[begin Source records]

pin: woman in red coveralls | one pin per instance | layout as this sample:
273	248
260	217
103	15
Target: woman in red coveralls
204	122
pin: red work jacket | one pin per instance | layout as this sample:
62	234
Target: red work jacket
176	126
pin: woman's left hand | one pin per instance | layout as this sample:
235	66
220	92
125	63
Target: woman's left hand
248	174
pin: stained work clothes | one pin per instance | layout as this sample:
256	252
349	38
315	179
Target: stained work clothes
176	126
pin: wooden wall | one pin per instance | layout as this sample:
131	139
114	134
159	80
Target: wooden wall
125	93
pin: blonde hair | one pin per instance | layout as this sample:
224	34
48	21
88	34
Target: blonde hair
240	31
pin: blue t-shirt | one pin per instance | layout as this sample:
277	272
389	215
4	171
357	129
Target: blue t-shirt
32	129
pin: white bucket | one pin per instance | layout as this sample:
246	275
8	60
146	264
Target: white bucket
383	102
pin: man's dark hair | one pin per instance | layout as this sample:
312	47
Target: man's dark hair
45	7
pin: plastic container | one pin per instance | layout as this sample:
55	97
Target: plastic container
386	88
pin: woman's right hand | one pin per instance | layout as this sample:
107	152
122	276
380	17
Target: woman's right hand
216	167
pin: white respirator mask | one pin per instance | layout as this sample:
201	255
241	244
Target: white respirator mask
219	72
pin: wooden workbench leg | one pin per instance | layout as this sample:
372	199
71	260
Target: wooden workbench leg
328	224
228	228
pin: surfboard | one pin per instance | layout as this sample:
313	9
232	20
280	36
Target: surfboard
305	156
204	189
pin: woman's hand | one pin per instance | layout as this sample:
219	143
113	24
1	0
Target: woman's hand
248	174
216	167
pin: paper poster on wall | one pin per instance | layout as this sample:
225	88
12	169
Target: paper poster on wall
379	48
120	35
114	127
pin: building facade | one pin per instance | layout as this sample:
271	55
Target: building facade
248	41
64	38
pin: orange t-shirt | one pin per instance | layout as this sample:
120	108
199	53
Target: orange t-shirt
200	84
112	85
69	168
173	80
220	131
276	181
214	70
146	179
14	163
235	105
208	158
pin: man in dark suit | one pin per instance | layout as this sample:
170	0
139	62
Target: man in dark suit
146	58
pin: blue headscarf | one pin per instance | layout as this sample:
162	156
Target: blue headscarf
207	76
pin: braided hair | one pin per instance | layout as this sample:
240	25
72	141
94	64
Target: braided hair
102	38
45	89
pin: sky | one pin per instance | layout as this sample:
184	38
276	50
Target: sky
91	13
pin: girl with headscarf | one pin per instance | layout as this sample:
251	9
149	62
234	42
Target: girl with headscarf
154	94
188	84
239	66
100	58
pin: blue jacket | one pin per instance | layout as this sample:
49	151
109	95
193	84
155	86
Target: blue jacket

[end Source records]
[begin Source records]

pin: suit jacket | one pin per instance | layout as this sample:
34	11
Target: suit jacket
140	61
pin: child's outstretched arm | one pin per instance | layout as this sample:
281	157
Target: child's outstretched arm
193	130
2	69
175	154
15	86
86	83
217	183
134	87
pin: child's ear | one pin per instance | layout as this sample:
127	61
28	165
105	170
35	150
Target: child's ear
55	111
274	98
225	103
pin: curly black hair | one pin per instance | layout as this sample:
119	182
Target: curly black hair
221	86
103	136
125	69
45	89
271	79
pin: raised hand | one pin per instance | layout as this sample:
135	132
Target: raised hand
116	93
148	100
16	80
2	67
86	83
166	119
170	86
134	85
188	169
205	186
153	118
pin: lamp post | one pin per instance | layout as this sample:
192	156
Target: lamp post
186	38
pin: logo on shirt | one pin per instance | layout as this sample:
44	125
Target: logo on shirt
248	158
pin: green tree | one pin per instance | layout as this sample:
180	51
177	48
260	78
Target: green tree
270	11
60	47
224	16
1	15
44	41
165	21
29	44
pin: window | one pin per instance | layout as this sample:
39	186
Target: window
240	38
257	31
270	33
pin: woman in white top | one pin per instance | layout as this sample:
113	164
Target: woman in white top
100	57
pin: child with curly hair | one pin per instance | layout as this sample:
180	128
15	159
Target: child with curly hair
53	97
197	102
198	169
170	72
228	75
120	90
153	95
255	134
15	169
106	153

[end Source records]

• Problem details: How many lines of the items above contain the word "girl"? Reply with the number alone.

• Right answer: 2